The app loads an English Whisper checkpoint (Tiny, Base, or Small) through
Transformers.js. ONNX weights
are fetched from
Hugging Face
the first time you pick a model, then stored in the browser’s cache. Inference runs in a background worker —
either on the CPU via
WebAssembly
or on the GPU via
WebGPU
when your browser supports it. Long files are handled in overlapping time windows so Whisper can stream partial
text while it works through the clip.
Does my audio get uploaded?
Transcription happens in your browser. Audio you select stays on your device for processing. Model files are
downloaded from Hugging Face’s CDN into your browser cache (like loading a heavy static site asset), not
uploaded as playable audio for cloud transcription.
Why is the first run slow?
The first time you use a given model size, the app downloads ONNX weights (hundreds of MB for larger
checkpoints). Later visits reuse the cached files, so startup is much quicker.
What does WebAssembly do here?

--------------------

## TASKS TO PERFORM:
A. According to the in-browser transcription text, which English Whisper checkpoints can the app load?
B. Carry on the in-browser transcription text from its last line.

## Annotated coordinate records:
--------------------

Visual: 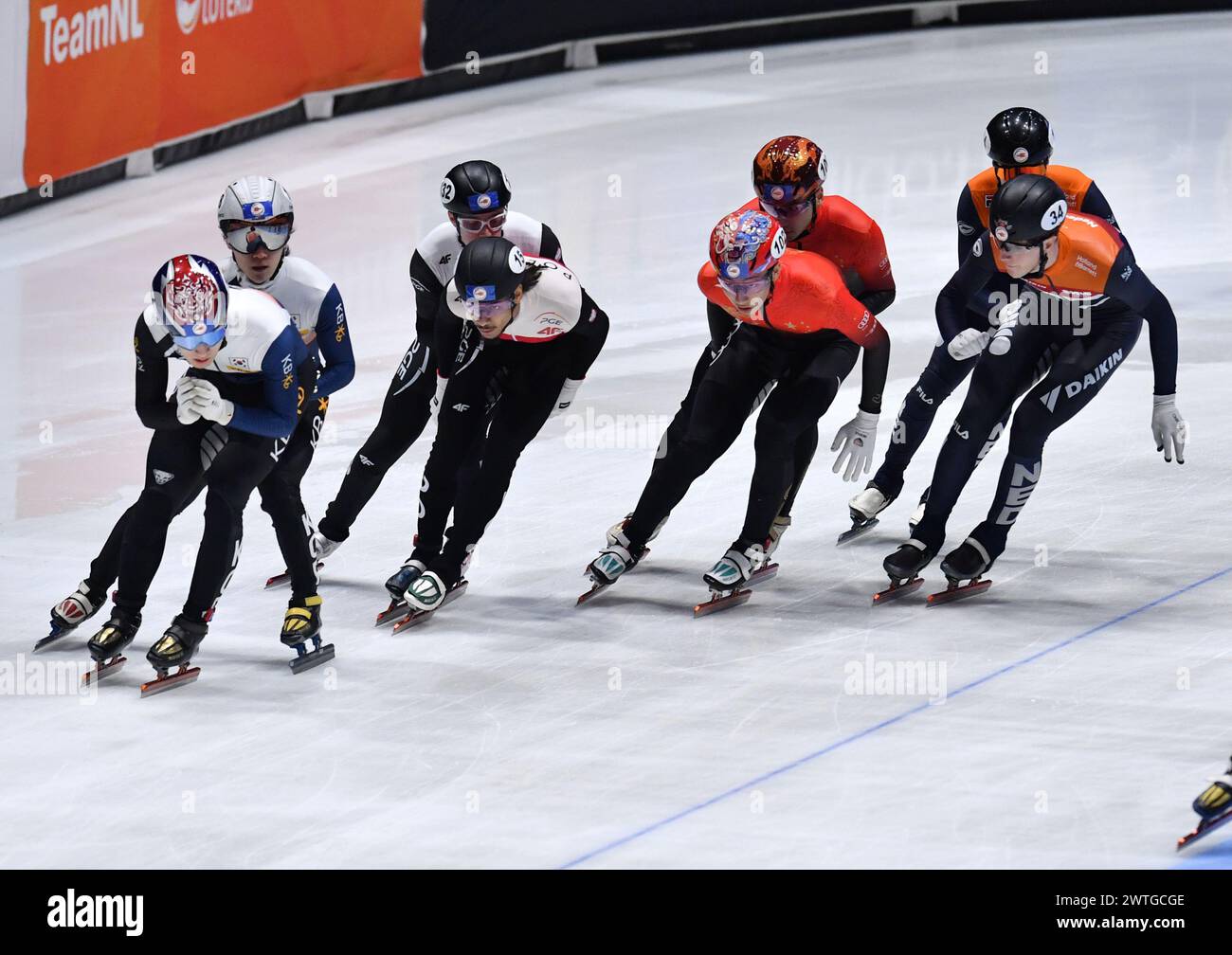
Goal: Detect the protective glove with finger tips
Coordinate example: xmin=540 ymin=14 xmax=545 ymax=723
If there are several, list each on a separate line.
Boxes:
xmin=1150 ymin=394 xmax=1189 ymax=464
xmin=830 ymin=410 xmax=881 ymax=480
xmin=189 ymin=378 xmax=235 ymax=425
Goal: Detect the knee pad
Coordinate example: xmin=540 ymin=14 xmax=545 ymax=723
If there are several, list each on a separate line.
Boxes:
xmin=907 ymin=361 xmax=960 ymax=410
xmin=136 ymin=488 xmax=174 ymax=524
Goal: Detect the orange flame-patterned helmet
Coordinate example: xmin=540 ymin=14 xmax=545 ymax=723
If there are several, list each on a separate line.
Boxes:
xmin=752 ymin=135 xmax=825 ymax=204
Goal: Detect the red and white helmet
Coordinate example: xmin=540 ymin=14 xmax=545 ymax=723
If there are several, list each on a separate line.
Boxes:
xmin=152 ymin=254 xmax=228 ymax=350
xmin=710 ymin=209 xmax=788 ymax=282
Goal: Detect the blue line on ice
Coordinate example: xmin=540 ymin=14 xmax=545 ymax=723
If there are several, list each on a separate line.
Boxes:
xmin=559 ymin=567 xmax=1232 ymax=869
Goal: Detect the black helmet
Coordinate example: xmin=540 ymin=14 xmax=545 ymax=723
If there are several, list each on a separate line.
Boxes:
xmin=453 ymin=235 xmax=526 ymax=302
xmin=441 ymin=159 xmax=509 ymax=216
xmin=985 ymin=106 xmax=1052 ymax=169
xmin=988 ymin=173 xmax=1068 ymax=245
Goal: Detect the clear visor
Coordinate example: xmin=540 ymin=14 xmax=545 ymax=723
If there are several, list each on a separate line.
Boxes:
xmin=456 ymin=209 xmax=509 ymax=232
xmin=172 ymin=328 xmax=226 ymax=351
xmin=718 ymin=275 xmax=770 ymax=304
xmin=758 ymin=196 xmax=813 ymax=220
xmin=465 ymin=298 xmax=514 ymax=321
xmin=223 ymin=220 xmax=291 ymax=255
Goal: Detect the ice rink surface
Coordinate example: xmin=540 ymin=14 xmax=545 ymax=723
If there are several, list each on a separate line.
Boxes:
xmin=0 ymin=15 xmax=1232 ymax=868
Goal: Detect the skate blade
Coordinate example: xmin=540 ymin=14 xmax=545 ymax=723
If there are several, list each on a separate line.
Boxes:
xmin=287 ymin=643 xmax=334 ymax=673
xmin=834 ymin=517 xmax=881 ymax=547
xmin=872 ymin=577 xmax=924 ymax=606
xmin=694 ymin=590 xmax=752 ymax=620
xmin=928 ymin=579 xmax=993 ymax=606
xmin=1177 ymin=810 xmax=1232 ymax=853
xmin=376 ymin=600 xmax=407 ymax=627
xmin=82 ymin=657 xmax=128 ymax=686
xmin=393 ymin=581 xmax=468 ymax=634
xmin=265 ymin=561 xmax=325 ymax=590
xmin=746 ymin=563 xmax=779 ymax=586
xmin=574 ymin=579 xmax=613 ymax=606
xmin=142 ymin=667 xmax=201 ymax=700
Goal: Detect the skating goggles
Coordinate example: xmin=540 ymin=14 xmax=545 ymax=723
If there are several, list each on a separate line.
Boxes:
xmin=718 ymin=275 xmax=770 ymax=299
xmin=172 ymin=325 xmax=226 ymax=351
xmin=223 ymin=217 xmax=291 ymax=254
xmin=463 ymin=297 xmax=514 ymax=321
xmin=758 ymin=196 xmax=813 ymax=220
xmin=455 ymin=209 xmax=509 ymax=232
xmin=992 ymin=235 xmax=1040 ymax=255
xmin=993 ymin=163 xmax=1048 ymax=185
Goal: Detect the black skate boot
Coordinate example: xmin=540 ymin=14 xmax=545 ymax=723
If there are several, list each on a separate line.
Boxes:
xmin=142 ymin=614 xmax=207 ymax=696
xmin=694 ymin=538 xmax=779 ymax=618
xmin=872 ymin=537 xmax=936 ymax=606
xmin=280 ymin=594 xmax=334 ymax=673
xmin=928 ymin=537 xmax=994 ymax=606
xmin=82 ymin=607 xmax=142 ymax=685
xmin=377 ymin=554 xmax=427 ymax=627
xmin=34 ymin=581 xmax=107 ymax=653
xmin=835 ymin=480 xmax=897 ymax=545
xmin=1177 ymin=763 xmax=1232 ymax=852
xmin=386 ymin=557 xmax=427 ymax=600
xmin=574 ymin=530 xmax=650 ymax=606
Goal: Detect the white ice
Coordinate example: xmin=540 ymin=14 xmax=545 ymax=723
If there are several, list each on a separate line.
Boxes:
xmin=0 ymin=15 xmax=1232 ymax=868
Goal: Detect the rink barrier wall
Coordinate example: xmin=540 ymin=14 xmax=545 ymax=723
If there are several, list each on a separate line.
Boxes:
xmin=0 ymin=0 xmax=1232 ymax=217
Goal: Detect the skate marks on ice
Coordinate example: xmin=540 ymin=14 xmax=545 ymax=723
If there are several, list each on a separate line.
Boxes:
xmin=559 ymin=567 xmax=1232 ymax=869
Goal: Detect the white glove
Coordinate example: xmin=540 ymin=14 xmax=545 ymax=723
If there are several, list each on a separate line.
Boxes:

--------------------

## SET OF ANSWERS:
A. Tiny, Base, or Small.

B.
WebAssembly
(wasm) is portable bytecode that runs in a browser sandbox. The ONNX runtime uses it so inference can execute on the
CPU without a plug-in when you choose the WASM option.
What is WebGPU?
WebGPU
is a browser API that gives pages access to the GPU through a unified interface. Chromium-based browsers can
use it to accelerate ONNX inference on the GPU where supported.
WebGPU vs CPU — what should I choose?
Try GPU (WebGPU) in Chromium-based browsers if it’s stable on your
machine — it often reduces wall-clock time once the model is cached. Fall back to
CPU (WebAssembly) if WebGPU fails, isn’t supported, or uses too
much GPU memory elsewhere.
Which languages are supported?
This build uses English-tuned Whisper checkpoints (.en models).